[Position annotation records]
* BEGIN *
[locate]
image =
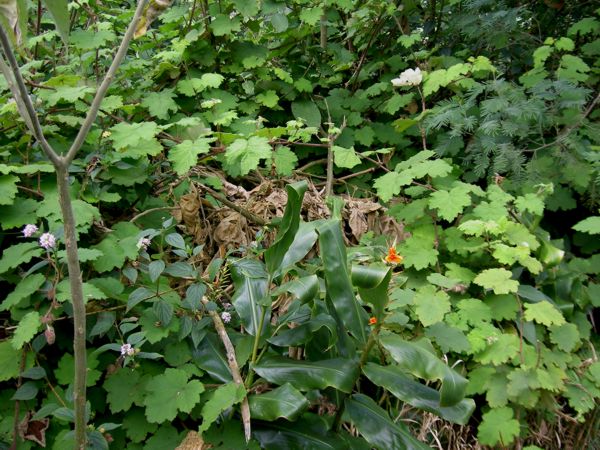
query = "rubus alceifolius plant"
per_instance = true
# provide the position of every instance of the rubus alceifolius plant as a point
(486, 284)
(298, 352)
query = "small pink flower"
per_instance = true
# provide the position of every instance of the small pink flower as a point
(143, 243)
(29, 230)
(47, 241)
(127, 350)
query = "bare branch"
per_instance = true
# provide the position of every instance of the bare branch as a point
(233, 366)
(25, 101)
(108, 78)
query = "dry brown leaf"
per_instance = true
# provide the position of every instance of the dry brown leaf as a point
(193, 441)
(230, 231)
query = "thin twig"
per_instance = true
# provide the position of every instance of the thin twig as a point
(568, 130)
(233, 366)
(17, 403)
(151, 210)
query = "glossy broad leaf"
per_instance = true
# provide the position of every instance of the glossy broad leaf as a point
(375, 425)
(415, 359)
(300, 434)
(284, 402)
(337, 279)
(305, 238)
(306, 375)
(305, 331)
(373, 285)
(417, 394)
(251, 284)
(304, 289)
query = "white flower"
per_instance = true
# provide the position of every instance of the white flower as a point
(48, 241)
(127, 350)
(29, 230)
(143, 243)
(410, 77)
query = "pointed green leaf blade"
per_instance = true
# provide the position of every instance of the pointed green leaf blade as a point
(417, 394)
(284, 402)
(374, 423)
(337, 279)
(306, 375)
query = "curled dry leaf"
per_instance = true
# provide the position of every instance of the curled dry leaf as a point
(151, 12)
(189, 205)
(231, 230)
(9, 9)
(193, 441)
(34, 430)
(50, 335)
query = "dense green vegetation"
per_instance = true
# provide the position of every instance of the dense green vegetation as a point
(310, 224)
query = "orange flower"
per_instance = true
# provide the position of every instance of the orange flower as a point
(393, 257)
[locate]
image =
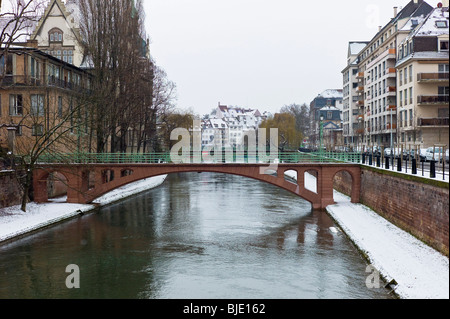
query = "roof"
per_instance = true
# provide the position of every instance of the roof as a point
(356, 47)
(428, 26)
(64, 12)
(331, 93)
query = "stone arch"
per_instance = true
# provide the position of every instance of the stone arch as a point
(42, 187)
(347, 182)
(311, 180)
(79, 191)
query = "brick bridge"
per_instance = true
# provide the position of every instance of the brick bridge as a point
(86, 182)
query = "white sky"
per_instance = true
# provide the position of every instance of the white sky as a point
(258, 53)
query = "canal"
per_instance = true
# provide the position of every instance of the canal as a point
(196, 236)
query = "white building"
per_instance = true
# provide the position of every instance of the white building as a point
(231, 124)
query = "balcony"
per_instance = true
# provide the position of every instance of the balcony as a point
(29, 81)
(391, 127)
(391, 90)
(437, 77)
(391, 72)
(392, 107)
(437, 99)
(392, 54)
(433, 122)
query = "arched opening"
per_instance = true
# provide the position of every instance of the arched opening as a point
(291, 176)
(311, 180)
(56, 186)
(107, 176)
(343, 185)
(126, 172)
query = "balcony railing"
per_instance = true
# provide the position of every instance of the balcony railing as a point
(432, 99)
(27, 80)
(391, 126)
(443, 121)
(433, 77)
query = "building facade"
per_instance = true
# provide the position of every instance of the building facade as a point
(352, 115)
(423, 82)
(41, 95)
(326, 99)
(377, 71)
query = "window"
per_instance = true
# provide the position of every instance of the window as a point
(443, 67)
(15, 105)
(60, 106)
(55, 35)
(37, 105)
(329, 115)
(37, 130)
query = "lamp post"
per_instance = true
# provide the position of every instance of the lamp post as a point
(321, 133)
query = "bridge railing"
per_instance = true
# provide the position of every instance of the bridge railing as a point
(244, 157)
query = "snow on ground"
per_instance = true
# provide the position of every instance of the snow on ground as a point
(14, 222)
(420, 271)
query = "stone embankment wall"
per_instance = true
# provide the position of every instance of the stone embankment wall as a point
(10, 191)
(418, 205)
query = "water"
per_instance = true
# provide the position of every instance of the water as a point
(197, 236)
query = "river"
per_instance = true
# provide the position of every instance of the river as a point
(198, 236)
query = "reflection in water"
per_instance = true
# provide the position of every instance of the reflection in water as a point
(197, 236)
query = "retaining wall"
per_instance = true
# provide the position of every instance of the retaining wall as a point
(415, 204)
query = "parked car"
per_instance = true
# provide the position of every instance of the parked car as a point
(423, 154)
(394, 152)
(445, 157)
(434, 153)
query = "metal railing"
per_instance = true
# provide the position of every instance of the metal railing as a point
(203, 157)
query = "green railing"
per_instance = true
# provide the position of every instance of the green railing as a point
(244, 157)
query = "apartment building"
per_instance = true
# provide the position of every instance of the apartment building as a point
(352, 116)
(57, 32)
(326, 99)
(423, 81)
(39, 93)
(377, 76)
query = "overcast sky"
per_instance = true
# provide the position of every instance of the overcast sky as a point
(258, 53)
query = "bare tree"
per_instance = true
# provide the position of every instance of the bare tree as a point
(113, 41)
(16, 22)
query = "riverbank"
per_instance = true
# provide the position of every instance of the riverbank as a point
(419, 271)
(15, 223)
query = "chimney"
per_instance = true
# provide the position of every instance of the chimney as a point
(32, 44)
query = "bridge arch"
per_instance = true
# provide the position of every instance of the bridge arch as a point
(79, 191)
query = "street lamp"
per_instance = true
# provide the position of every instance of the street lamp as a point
(321, 133)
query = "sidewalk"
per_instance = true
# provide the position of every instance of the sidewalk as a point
(420, 271)
(14, 222)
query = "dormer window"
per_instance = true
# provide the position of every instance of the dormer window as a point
(441, 24)
(55, 35)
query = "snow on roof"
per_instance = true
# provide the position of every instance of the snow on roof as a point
(356, 47)
(429, 26)
(331, 93)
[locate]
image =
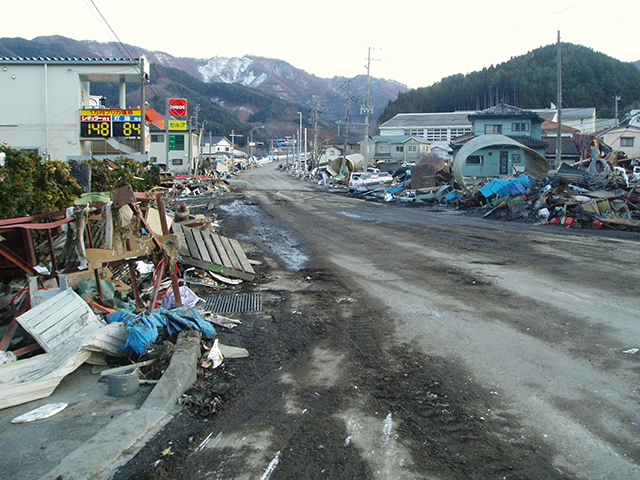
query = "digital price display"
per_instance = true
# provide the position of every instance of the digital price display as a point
(125, 129)
(107, 123)
(95, 129)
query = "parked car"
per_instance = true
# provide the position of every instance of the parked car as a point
(368, 181)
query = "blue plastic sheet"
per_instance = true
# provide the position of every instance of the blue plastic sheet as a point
(506, 186)
(143, 329)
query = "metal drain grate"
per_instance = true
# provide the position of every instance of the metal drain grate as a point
(246, 302)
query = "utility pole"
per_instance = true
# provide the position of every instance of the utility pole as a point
(300, 141)
(143, 113)
(368, 110)
(233, 147)
(559, 134)
(314, 162)
(346, 132)
(617, 98)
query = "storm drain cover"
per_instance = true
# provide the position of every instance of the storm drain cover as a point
(246, 302)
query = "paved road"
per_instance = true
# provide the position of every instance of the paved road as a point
(462, 348)
(541, 319)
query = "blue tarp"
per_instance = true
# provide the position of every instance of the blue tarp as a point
(142, 329)
(506, 186)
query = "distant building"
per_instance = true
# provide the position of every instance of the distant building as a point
(396, 149)
(47, 107)
(508, 131)
(626, 136)
(571, 142)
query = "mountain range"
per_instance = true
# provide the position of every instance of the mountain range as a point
(300, 90)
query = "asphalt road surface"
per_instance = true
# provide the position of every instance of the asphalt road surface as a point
(419, 342)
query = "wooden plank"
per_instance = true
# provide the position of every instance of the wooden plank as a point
(191, 244)
(232, 255)
(60, 320)
(215, 258)
(222, 270)
(244, 261)
(202, 247)
(221, 251)
(183, 250)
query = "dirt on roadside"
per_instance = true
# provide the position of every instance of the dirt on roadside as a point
(310, 314)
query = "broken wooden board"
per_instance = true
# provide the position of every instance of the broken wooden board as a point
(37, 377)
(212, 252)
(59, 320)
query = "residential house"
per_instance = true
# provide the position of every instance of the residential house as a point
(626, 136)
(47, 107)
(440, 129)
(571, 142)
(218, 146)
(512, 131)
(583, 119)
(391, 150)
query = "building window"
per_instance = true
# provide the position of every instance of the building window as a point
(417, 132)
(458, 132)
(436, 134)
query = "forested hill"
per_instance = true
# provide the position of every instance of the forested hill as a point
(589, 79)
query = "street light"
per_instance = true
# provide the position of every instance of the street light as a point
(251, 140)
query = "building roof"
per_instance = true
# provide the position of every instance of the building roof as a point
(552, 127)
(569, 148)
(448, 119)
(398, 138)
(525, 140)
(503, 110)
(217, 139)
(567, 113)
(69, 60)
(98, 75)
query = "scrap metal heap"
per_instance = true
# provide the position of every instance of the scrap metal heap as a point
(103, 281)
(594, 192)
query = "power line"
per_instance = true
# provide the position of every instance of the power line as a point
(112, 31)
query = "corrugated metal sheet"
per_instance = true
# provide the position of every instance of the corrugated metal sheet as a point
(247, 302)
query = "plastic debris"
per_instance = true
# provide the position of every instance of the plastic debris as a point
(40, 413)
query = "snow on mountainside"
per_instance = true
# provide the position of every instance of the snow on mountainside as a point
(273, 76)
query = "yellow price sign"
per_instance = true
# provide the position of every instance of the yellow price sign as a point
(177, 124)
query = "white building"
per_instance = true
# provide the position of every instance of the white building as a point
(42, 99)
(47, 107)
(626, 136)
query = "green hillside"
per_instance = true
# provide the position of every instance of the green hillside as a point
(589, 78)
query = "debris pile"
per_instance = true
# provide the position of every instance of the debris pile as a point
(594, 192)
(108, 282)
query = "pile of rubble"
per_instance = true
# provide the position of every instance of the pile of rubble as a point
(592, 193)
(102, 282)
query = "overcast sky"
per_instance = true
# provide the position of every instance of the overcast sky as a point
(415, 42)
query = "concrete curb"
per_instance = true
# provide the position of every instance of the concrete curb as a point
(122, 438)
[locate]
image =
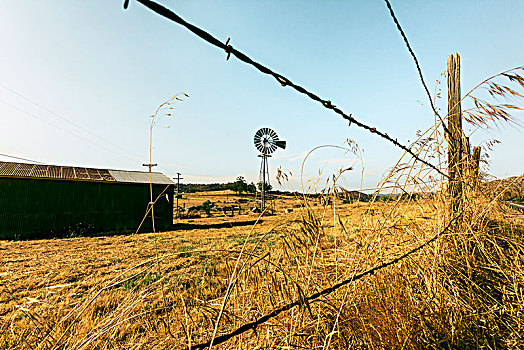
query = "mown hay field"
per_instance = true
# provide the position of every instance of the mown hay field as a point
(212, 275)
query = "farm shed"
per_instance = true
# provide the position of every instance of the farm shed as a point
(46, 200)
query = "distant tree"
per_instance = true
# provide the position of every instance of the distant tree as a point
(240, 185)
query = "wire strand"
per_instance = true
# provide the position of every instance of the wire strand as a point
(276, 312)
(416, 64)
(69, 121)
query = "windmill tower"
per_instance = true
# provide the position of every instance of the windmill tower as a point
(266, 142)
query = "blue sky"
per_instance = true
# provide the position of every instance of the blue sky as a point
(105, 69)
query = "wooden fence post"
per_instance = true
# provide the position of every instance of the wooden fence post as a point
(455, 138)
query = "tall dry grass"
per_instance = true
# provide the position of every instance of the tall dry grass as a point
(465, 289)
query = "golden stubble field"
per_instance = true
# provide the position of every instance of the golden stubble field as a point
(168, 290)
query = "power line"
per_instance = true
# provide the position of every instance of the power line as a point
(64, 130)
(161, 10)
(19, 158)
(69, 121)
(416, 64)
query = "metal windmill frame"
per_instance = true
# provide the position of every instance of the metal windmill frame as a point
(266, 142)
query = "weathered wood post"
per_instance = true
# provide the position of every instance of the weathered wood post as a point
(475, 164)
(455, 137)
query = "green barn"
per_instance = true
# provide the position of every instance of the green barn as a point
(38, 201)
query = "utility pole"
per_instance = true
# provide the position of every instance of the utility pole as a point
(150, 165)
(178, 178)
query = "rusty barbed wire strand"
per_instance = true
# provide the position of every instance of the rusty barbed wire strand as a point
(416, 64)
(276, 312)
(165, 12)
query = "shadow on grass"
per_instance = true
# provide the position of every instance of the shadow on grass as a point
(189, 226)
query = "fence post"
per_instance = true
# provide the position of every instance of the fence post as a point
(455, 138)
(475, 160)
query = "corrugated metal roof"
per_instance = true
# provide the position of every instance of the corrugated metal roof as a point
(9, 169)
(140, 177)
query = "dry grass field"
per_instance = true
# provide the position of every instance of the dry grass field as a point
(212, 275)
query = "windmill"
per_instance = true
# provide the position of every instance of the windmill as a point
(266, 142)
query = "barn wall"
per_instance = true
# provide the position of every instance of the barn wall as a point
(33, 208)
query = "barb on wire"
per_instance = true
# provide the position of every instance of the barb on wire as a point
(416, 64)
(161, 10)
(276, 312)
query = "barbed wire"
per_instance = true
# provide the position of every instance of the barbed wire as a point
(416, 64)
(165, 12)
(304, 301)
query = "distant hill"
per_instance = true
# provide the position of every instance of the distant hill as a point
(190, 188)
(512, 188)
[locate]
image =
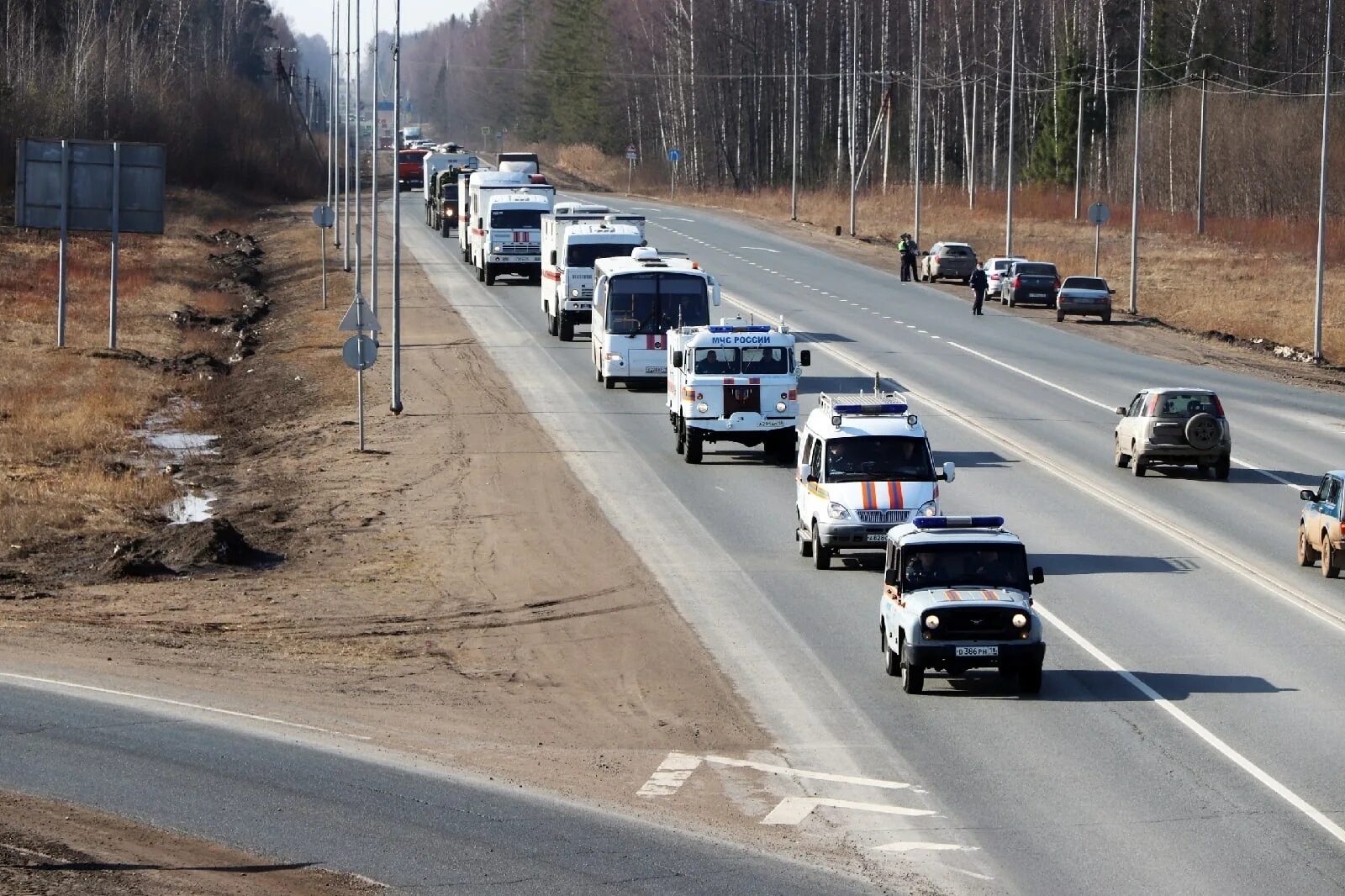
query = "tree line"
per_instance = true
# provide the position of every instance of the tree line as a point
(716, 80)
(199, 76)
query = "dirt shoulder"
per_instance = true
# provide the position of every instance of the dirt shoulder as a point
(55, 849)
(454, 591)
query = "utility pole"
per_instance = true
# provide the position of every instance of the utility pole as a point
(1013, 73)
(1134, 175)
(373, 188)
(1200, 168)
(1079, 154)
(915, 229)
(798, 118)
(397, 210)
(1321, 194)
(360, 213)
(345, 151)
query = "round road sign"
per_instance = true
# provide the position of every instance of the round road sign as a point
(360, 353)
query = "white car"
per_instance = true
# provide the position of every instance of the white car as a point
(864, 467)
(957, 595)
(997, 268)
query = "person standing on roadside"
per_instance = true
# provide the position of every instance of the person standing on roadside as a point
(979, 282)
(908, 257)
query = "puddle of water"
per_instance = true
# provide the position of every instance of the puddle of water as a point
(190, 508)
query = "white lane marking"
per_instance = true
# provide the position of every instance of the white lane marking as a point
(793, 810)
(670, 775)
(907, 845)
(1100, 403)
(1200, 730)
(804, 772)
(177, 703)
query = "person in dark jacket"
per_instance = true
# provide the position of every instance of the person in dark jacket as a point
(908, 257)
(979, 282)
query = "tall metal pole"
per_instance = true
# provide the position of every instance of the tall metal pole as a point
(1200, 166)
(373, 188)
(397, 210)
(345, 151)
(919, 158)
(1079, 154)
(854, 108)
(1013, 74)
(798, 119)
(1321, 194)
(1134, 177)
(356, 51)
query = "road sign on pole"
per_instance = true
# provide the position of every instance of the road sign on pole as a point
(1100, 214)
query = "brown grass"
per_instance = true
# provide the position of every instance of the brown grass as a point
(1250, 277)
(69, 454)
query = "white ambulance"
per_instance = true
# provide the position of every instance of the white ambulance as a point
(733, 382)
(864, 467)
(957, 595)
(509, 239)
(636, 300)
(471, 187)
(573, 237)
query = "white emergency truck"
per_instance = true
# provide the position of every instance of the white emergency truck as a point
(509, 241)
(957, 595)
(573, 237)
(636, 300)
(864, 467)
(472, 186)
(733, 382)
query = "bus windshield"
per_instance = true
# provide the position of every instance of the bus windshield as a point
(657, 302)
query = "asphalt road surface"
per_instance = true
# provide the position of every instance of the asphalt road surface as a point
(407, 826)
(1188, 732)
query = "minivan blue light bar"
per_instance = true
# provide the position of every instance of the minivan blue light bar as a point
(894, 408)
(958, 522)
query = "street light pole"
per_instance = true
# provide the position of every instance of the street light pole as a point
(1134, 177)
(373, 188)
(1013, 73)
(1321, 195)
(397, 210)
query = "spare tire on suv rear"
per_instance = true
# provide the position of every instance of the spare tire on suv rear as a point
(1203, 432)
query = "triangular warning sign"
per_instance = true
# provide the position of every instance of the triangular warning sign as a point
(360, 316)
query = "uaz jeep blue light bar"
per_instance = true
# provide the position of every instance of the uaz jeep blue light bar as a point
(958, 522)
(894, 408)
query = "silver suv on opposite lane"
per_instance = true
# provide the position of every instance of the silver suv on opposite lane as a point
(1180, 427)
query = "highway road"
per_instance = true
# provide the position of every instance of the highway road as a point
(401, 824)
(1187, 736)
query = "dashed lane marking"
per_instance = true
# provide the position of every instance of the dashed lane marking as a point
(791, 810)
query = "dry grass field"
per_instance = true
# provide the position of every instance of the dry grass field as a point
(69, 417)
(1251, 279)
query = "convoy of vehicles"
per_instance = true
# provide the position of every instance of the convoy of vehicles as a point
(735, 382)
(957, 589)
(864, 467)
(573, 237)
(636, 300)
(957, 595)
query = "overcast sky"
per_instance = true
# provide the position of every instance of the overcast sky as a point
(315, 17)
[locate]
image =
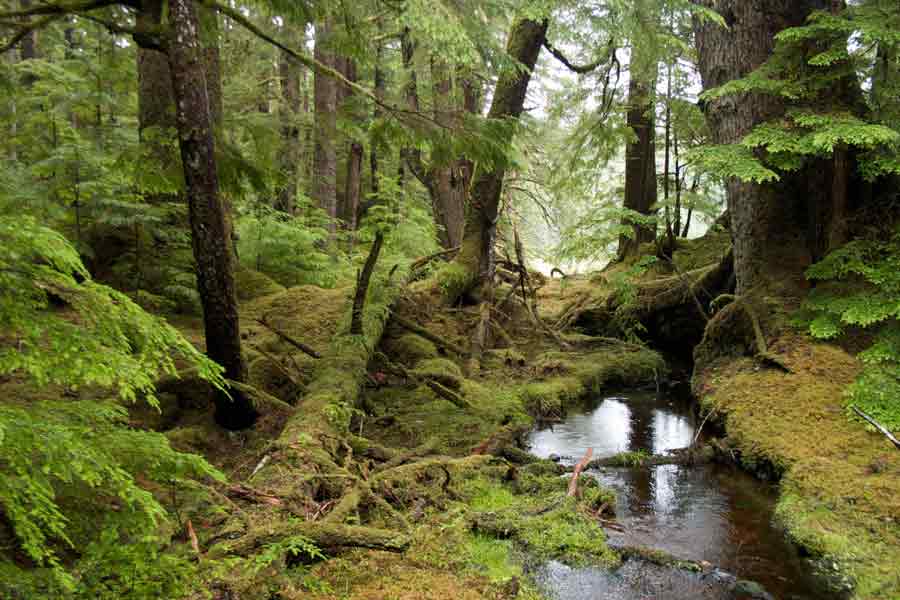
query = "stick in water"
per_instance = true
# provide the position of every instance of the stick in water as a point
(573, 483)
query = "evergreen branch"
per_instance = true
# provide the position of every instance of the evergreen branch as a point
(27, 28)
(314, 64)
(66, 8)
(580, 69)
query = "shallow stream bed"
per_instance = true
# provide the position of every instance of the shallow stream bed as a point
(711, 513)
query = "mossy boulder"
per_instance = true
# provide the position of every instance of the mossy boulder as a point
(252, 284)
(409, 349)
(444, 371)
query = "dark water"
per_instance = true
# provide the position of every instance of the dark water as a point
(704, 513)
* END *
§ AIM OF THE EXERCISE
Count the lines in the records above that contain the string "board". Reply with the number alone.

§ FINAL RESULT
2